### What this task involves:
Once you have located the line containing "Expected: one point per instance of the dry" in the material below, return it exactly along with each line after it through the line containing "Expected: one point per instance of the rocky".

### Provided records:

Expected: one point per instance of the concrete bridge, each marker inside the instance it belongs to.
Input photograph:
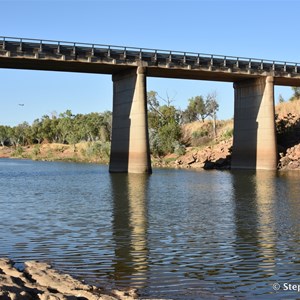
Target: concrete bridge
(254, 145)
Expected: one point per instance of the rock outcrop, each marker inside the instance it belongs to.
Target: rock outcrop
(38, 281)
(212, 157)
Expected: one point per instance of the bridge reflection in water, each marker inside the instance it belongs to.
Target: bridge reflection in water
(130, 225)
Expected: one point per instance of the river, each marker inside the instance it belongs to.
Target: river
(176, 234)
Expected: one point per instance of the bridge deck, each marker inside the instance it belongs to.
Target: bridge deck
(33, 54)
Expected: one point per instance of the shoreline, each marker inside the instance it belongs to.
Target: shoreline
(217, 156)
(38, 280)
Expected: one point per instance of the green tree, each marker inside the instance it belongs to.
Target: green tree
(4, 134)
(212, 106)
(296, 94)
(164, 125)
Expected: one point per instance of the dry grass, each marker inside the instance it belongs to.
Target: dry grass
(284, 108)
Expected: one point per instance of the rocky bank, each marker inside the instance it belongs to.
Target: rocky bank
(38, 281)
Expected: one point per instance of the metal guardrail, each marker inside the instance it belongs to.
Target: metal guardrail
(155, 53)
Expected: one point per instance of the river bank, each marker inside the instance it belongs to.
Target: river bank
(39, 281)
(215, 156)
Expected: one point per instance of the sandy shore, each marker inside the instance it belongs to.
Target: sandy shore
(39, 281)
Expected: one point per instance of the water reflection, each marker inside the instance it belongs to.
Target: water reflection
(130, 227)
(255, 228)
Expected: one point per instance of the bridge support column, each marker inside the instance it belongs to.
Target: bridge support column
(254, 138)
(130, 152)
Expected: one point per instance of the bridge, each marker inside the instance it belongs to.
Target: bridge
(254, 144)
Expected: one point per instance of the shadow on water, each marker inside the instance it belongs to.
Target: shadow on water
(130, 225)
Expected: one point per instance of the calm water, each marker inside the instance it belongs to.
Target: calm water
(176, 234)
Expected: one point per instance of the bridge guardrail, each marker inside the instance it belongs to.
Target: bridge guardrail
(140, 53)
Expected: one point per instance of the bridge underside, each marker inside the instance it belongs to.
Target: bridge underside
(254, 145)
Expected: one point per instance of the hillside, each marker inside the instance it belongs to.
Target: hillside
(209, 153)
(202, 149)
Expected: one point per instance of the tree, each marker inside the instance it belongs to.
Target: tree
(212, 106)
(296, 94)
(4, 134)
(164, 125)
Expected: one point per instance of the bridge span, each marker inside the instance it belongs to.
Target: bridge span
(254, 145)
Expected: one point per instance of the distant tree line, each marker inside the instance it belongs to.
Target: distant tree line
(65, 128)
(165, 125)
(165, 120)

==

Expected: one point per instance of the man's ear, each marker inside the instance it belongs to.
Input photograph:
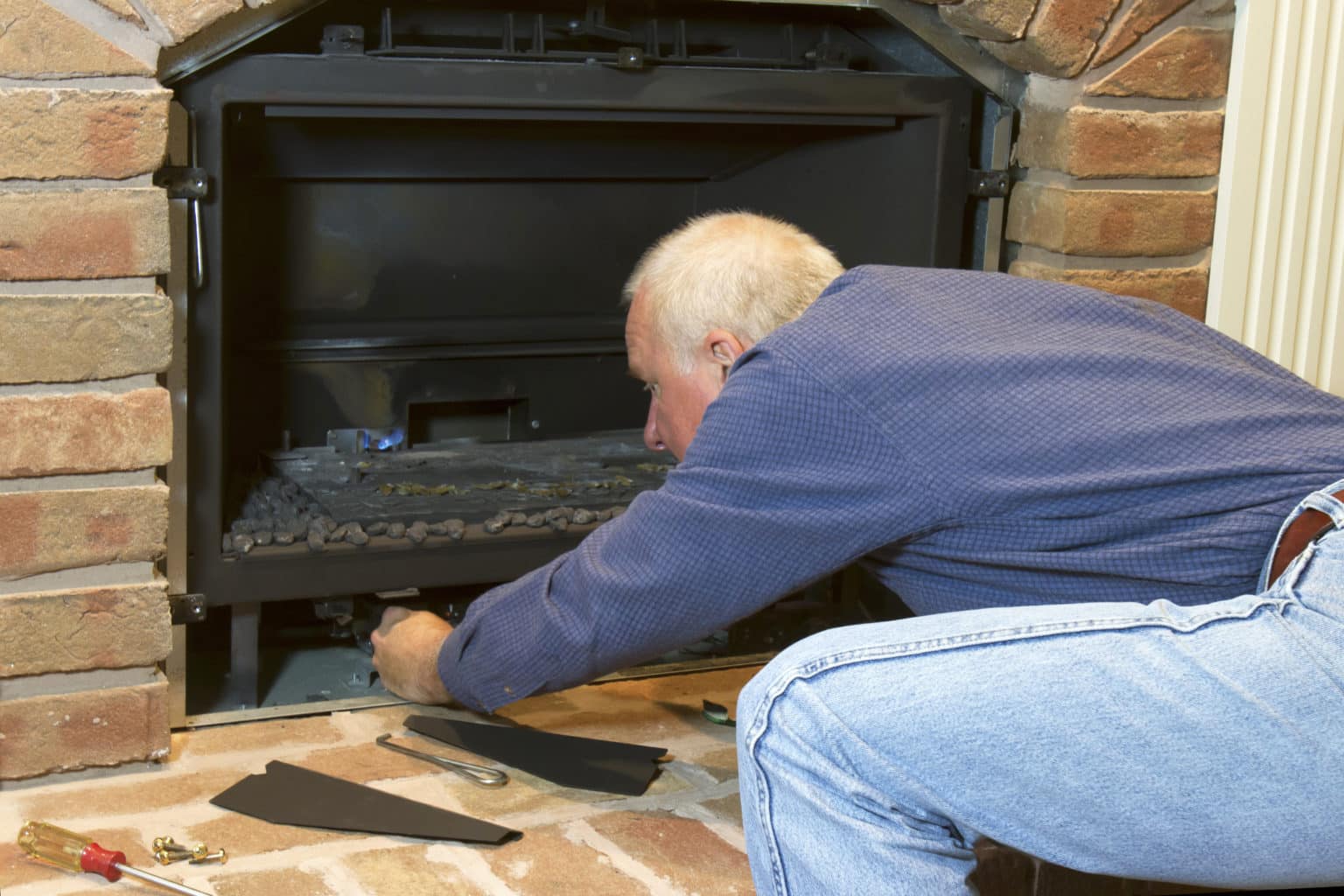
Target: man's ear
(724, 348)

* * *

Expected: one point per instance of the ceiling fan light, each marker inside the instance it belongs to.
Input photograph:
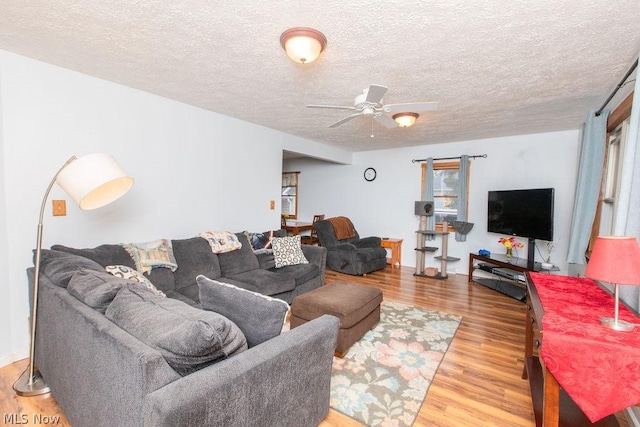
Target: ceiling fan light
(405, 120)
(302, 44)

### Task solution:
Expected: one point per instance of the dry grass, each marker inside the instance it belongs to.
Target: dry grass
(284, 108)
Expected: one point per instance of the rocky bank, each marker inside the instance it belongs to.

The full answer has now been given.